Tarefas →
- 1) Reproduza do trecho sobre o decadentismo a passagem entre "O simbolismo" e "grande, Gustav Mahler.", inclusive.
- 2) Segundo o trecho sobre o decadentismo, qual é o título do livro de Rémy de Gourmont?
- 3) Dê sequência ao trecho sobre o decadentismo a partir da última frase apresentada.

Trecho selecionado →
O MUNDO SOU EU!
Proclamou-o
o romancista francês Rémy de Gourmont no limiar do século XX.
O mundo sou
eu, o mundo deve-me a sua existência, eu criei-o com os meus sentidos; o mundo
é meu escravo e mais ninguém tem poder sobre ele.
Era um livro
intitulado Sixtine – Romance da Vida Cerebral.
Foi um imaginário
pardo e adoentado o que assolou as mentes europeias mais brilhantes na
transição do século XIX para o século XX. Um chamado fin de siécle que
muito previsivelmente teve Paris como cenário, teve Paris como força
intelectual difusora das novas ideias, das novas formas de expressão artística,
dos diferentes parâmetros estéticos, e igualmente, e por isso mesmo, das mais
tristes expectativas para a vida do espirito, e até para o homem comum.
O simbolismo
decadente impõe a moda artística, em especial na literatura, na poesia, mas
igualmente noutras expressões. Que o digam os que o pintaram, ou que o
teorizaram, ou que o tocaram, Moreau, Redon, Munch, Satie, Puvis de Chavannes,
Huyssmans, Debussy, Paul Bourget ou Richard Strauss. Na música, e a meu ver
exageradamente, há mesmo quem diga ser Wagner já um produto desse mal-estar
existencial. Mas talvez eu acrescentasse com mais propriedade, e pelas febris
composições ainda no domínio da música, outro nome grande, Gustav Mahler.
Decadência.
Pessimismo. Tédio de vida.
O Homem em conflito com o seu meio, horizontes
existenciais a abarrotar de incógnitas dolorosas. Tudo isso desabou sobre a
expressão artística. Tudo isso instituiu uma nova moral estética, e ética,
claro, a que muitos dos criadores não puderam fugir.
E de Paris a moda
do tédio e do desespero alastrou Europa fora, desencadeou transformações civilizacionais
e específicas linguagens, como a contestação do tipo anarquista-nihilista nas
rússias, como o pessimismo alemão, como a neurose do sul. Neurose decadentista
que Nietzsche já distingue como raiz da obra de Wagner em 1888.
Uma técnica
complexa de decomposição de linguagens, um estilhaçar das unidades formais
conceituadas, como diria Paul Bourget – segundo leio – uma independência da
página escrita; uma decomposição dessa página a conferir autonomia à frase; um
estilhaçamento formal da frase a abrir a via à soberania da palavra.
Ou, caminhando em
inverso sentido, a palavra a exceder a frase, a frase a obnubilar a expressão
da página, a página a impor-se, subalternizando a unidade do todo.

Dados extraídos →

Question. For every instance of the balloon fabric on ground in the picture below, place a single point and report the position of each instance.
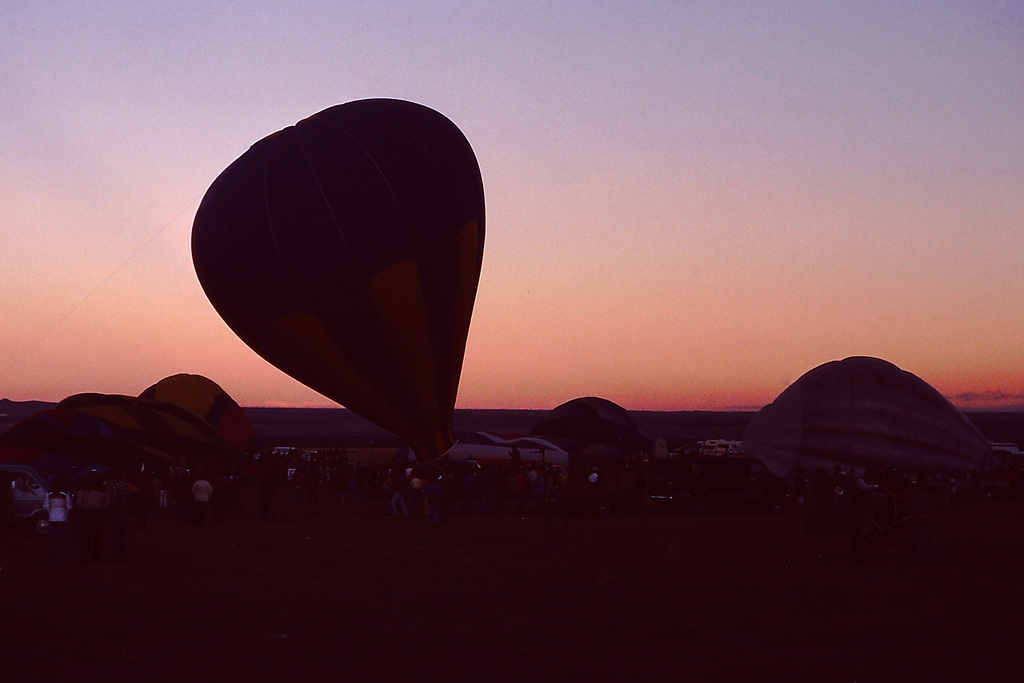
(865, 413)
(346, 251)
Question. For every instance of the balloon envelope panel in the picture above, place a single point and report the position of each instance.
(207, 399)
(864, 413)
(346, 250)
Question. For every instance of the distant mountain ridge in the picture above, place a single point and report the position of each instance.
(339, 426)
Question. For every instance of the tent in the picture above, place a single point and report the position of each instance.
(123, 432)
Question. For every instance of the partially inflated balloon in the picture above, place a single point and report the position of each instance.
(346, 250)
(865, 413)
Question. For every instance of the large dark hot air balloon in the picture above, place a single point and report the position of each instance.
(346, 250)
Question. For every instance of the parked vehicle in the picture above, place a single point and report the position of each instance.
(695, 483)
(26, 495)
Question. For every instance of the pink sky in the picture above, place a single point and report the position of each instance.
(687, 209)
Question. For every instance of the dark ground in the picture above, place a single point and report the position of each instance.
(341, 592)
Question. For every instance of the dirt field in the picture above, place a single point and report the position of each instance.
(342, 592)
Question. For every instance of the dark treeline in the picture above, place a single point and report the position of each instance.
(336, 426)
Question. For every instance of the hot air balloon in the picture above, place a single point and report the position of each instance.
(864, 413)
(346, 251)
(207, 399)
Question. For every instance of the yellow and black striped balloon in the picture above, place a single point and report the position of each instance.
(346, 250)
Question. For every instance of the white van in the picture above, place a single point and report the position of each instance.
(26, 496)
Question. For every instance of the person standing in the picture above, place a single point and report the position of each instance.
(120, 511)
(399, 486)
(202, 491)
(57, 506)
(90, 506)
(554, 500)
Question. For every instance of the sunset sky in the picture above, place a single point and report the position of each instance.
(689, 205)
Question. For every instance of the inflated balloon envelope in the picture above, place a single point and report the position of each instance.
(346, 251)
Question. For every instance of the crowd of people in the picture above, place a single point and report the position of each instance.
(93, 511)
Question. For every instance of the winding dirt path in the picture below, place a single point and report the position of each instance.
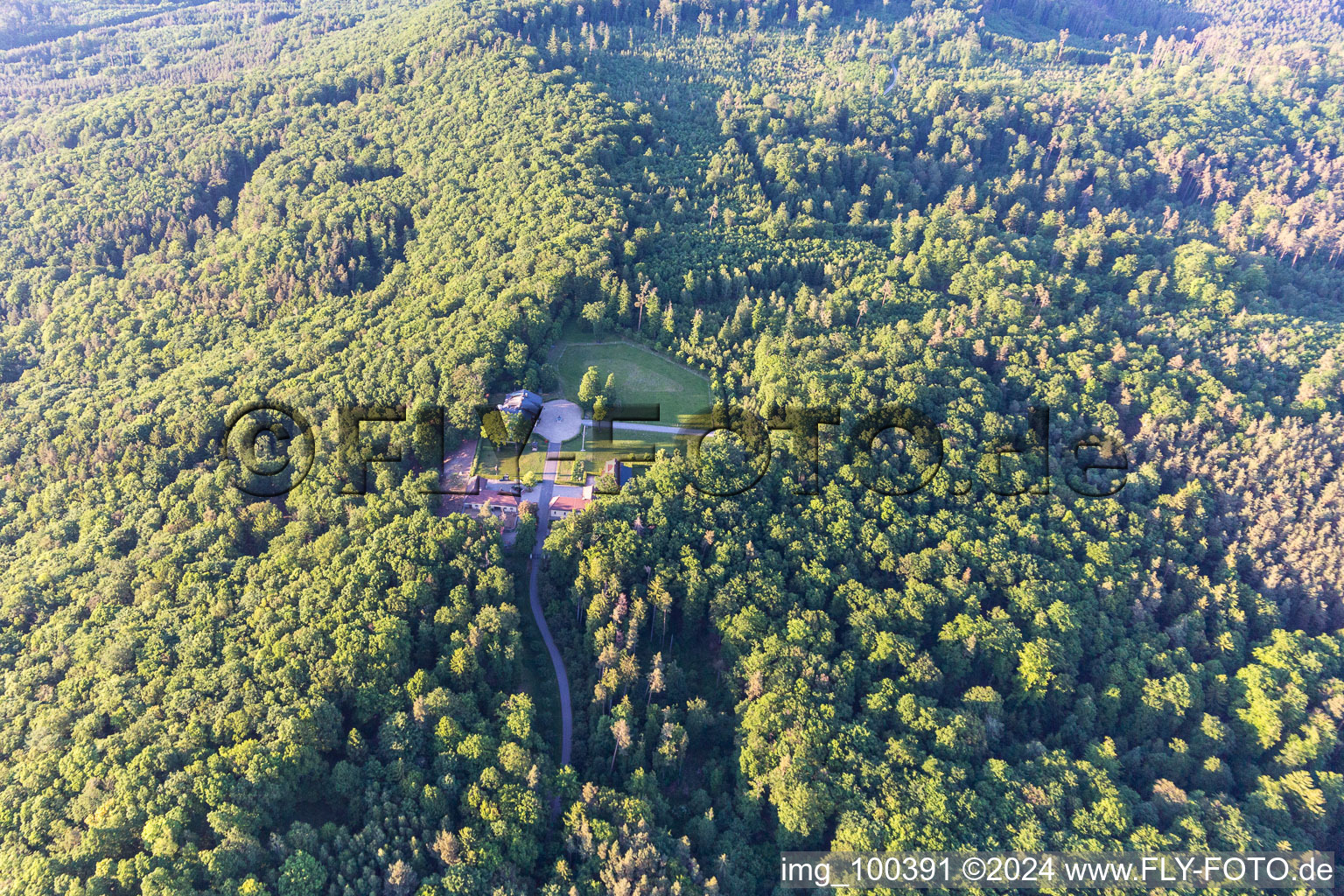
(543, 526)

Respostas →
- 1)
O simbolismo
decadente impõe a moda artística, em especial na literatura, na poesia, mas
igualmente noutras expressões. Que o digam os que o pintaram, ou que o
teorizaram, ou que o tocaram, Moreau, Redon, Munch, Satie, Puvis de Chavannes,
Huyssmans, Debussy, Paul Bourget ou Richard Strauss. Na música, e a meu ver
exageradamente, há mesmo quem diga ser Wagner já um produto desse mal-estar
existencial. Mas talvez eu acrescentasse com mais propriedade, e pelas febris
composições ainda no domínio da música, outro nome grande, Gustav Mahler.

- 2) Sixtine – Romance da Vida Cerebral.

- 3)
Em suma, um
exercício de liberdade; ou uma exigência universal de direitos. Outra moral.
É nesta época da
vida intelectual que nasce na literatura – ou talvez também na vida – o herói
por assim dizer negativo, o herói decadente. É Huysmans quem o faz nascer como
protagonista do romance A Rebours - ao contrário, ao invés, às avessas.
Des Esseintes,
chamava-se a personagem, esse herói decadente, esse homem crepuscular, essa
figuração de uma crise moral abrangente e a braços com a complicada adequação
aos valores emergentes.
Os valores
emergentes decorriam da evolução do conhecimento científico e tecnológico. Os
valores emergentes eram a alteração das coordenadas estáveis de um conceito de
tempo e de História. Uma aceleração de vidas. Um saltar de etapas do
quotidiano. Uma tecnologia que estendia tentáculos inevitáveis à sociedade, à
vida comunitária e que deixava os homens em dúvida na própria área política.
Claro que esta escola
decadentista e sensível à perda de um mundo mitificado opunha-se à intelectualidade
que, a rebours, pelo contrário, mitificava os dias a vir, aplaudia
entusiástica as novas oportunidades que o próximo século traria para oferecer
ao Homem. Zola era um progressista, logo, um expoente desses artistas da nova
ciência. Zola e o romance social, o romance que sobrevoava o exterior das
existências, os passos rigorosos, os gestos exactos e convenientes e
científicos, a razão, digamos, mais pura, mais desataviada do doentismo
cinzento dos simbolistas profetas de uma desgraça futura.
Para os
decadentes, ou decadentistas (por melhor dizer), a Arte revestia fumos de uma
religião da qual eles frequentavam com unção os altares. Os decadentistas
teimavam que era à vida que cabia em sorte e destino a imitação da Arte, da
grande Arte. Viver seria uma manifestação de grande estilo; seria idealmente um
acto estético.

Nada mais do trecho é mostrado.